Reading text »
-- Opening Marker --
LONDON, England - March 27, 2011 - Masked rogue protesters battled police and attacked landmark London shops and hotels Saturday, overshadowing a peaceful march by more than a quarter of a million Britons against government cuts.
In the biggest rally in the capital since protests against the Iraq war in 2003, adults and children joined a huge demonstration called by unions against the Conservative-Liberal Democrat coalition's austerity measures.
But police said 202 people were arrested and 35 people were injured when a small group of "criminals" split off from the main protest and rampaged through the capital's commercial district smashing up shops and banks.
"I think it's a game of two halves. Two hundred and fifty thousand people came to central London and protested peacefully," said Commander Bob Broadhurst of Scotland Yard, who led the police operation.
"But what we have had unfortunately is a group of criminals, nothing to do with that march, have decided to on their own steam attack buildings in central London and attack police officers," he told Sky News.
Several hundred black-clad protesters covering their faces with scarves hurled fireworks, petrol bombs and paint at police, AFP reporters saw.
Clothes store Topshop and banks HSBC and Lloyds had their windows smashed, while some protesters hurled missiles at London's Ritz Hotel. Others lit a bonfire at Oxford Circus.
A group of protesters occupied luxury food store Fortnum and Mason and sprayed graffiti on the building until police sealed off the premises and arrested those coming out.
Police later urged anyone not involved in the protest to move away from the famed Trafalgar Square area, saying that "officers are coming under sustained attack."
Five police officers and 30 members of the public were wounded in the violence, with 16 people including one police officer needing hospital treatment, Scotland Yard said.
It said the 202 arrests were for public order offenses, criminal damage, aggravated trespass and violent disorder. About 4,500 police officers were deployed for the protest.
-- Closing Marker --
Dataset entries »
-- Opening Marker --
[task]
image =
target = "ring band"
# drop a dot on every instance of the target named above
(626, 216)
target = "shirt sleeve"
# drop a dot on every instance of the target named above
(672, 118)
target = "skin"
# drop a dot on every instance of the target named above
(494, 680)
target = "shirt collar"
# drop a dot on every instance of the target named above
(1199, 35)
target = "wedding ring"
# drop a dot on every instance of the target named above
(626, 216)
-- Closing Marker --
-- Opening Marker --
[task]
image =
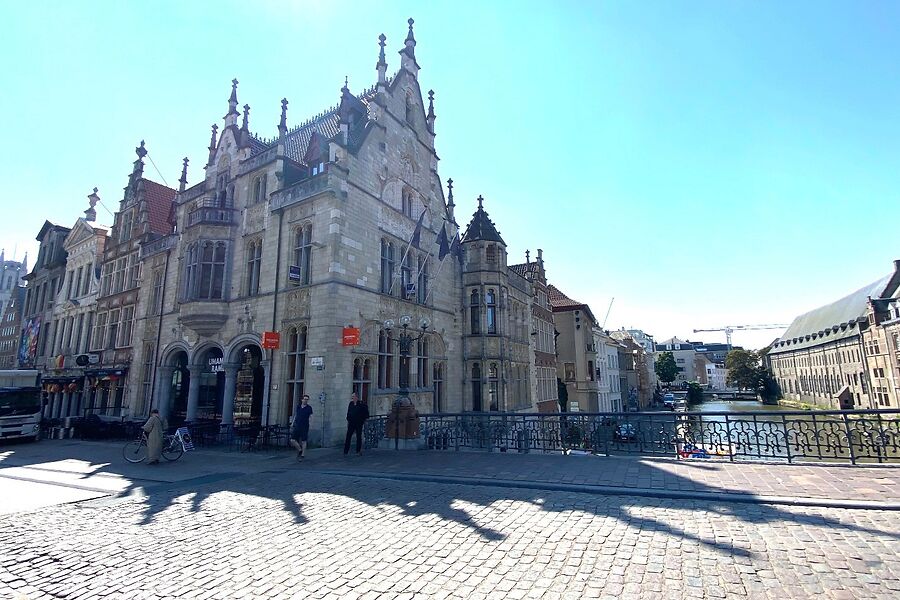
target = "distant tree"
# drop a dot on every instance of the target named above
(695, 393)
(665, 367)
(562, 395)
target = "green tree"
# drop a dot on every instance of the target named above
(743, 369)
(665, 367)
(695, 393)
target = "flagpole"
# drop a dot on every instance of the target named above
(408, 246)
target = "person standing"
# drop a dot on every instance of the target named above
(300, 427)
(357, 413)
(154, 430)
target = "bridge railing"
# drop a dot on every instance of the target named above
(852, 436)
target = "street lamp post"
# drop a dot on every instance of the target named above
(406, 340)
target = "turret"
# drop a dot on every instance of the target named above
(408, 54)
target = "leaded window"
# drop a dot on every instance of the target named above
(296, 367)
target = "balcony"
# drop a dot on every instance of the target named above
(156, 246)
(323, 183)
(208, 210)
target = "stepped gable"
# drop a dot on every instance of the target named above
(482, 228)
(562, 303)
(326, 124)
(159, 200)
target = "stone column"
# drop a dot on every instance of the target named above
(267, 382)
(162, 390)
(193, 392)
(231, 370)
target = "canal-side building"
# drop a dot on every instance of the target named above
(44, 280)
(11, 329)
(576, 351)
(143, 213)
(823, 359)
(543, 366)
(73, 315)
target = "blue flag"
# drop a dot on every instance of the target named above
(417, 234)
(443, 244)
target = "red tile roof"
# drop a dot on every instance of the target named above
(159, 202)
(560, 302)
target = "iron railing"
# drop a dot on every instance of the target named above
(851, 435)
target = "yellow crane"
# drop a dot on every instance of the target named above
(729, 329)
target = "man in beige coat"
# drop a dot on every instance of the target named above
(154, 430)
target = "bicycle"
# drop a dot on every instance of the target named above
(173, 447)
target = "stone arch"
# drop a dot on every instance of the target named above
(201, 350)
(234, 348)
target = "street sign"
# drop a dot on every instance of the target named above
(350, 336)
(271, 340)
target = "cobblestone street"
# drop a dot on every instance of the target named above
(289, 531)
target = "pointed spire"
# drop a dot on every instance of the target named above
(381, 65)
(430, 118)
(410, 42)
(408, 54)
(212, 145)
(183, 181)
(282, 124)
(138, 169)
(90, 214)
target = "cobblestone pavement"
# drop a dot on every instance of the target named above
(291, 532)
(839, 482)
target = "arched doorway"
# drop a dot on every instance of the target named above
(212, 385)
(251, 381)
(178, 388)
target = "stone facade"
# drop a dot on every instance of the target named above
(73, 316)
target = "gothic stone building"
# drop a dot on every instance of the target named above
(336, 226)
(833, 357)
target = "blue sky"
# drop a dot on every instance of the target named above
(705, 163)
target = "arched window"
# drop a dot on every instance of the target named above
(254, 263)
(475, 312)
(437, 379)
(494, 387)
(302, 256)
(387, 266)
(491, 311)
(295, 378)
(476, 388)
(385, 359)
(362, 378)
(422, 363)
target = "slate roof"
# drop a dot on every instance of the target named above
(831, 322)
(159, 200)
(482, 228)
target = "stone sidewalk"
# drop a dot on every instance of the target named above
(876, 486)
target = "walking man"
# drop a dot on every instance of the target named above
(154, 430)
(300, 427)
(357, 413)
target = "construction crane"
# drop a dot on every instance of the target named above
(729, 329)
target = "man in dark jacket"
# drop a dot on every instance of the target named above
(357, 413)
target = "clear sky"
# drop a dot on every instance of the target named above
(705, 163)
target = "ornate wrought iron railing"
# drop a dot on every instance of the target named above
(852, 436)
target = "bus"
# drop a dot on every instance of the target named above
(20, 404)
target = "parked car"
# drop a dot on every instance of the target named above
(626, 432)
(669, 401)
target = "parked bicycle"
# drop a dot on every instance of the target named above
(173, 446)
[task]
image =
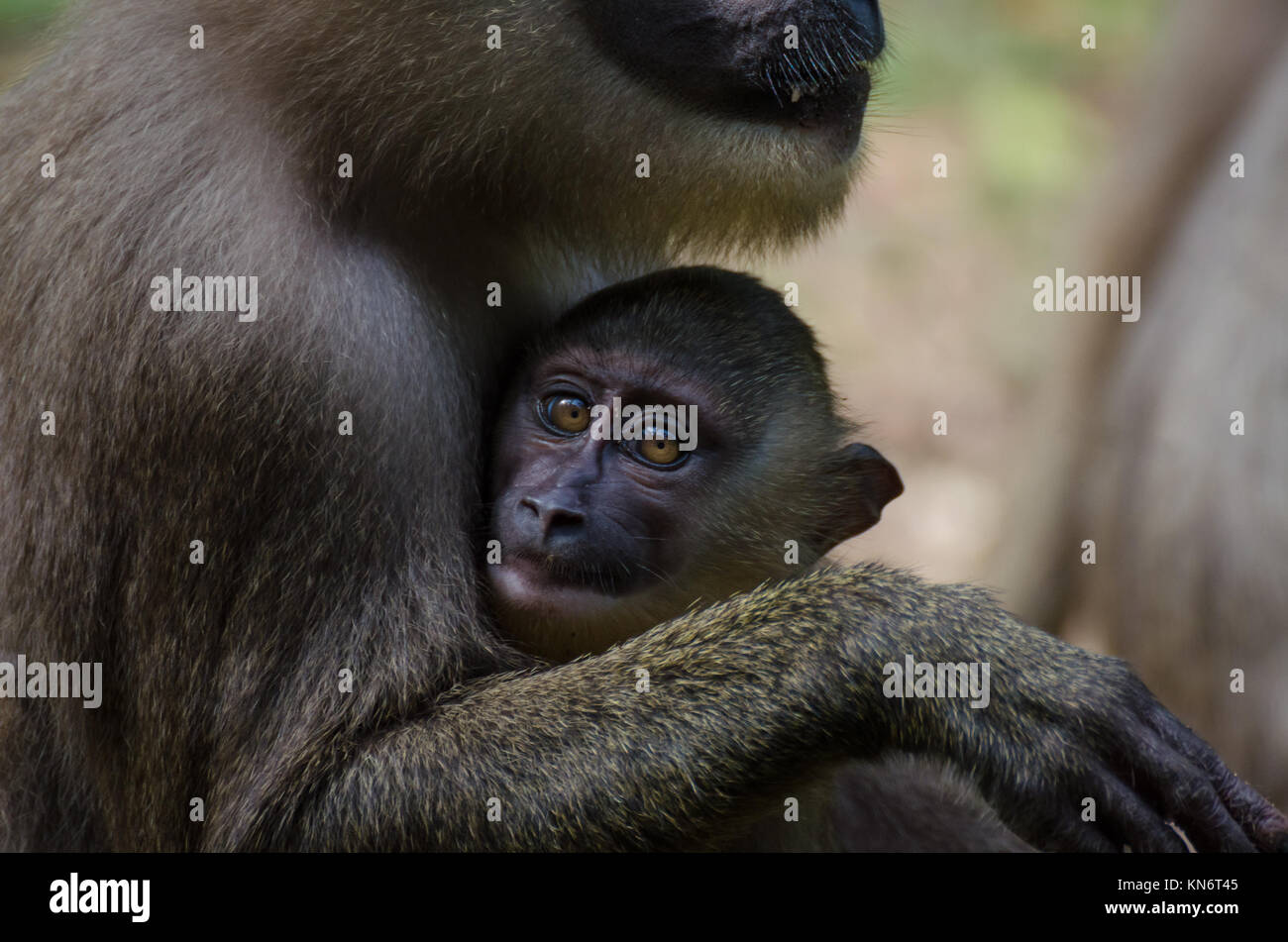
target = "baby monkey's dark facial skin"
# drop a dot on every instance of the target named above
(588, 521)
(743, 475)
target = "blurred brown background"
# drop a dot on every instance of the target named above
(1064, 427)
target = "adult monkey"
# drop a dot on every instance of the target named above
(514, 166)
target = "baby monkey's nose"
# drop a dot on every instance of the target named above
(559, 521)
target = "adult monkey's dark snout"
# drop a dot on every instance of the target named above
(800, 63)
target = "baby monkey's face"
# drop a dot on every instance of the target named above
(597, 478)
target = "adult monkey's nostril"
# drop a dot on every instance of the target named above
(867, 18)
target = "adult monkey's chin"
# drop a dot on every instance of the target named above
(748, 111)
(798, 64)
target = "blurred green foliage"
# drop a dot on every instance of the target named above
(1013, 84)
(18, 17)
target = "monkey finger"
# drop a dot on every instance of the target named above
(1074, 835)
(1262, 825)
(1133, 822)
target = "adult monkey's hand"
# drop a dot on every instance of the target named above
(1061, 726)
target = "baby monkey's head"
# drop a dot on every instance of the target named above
-- Closing Marker --
Work required » Do these statements agree with the report on the London protest? 1. Police arrested 202 people. 2. The rally was the biggest in the capital since the 2003 protests against the Iraq war. 3. Twenty police officers were wounded in the violence.

Solution for this exercise »
1. Yes: "police said 202 people were arrested"
2. Yes: "In the biggest rally in the capital since protests against the Iraq war in 2003"
3. No: "Five police officers and 30 members of the public were wounded in the violence"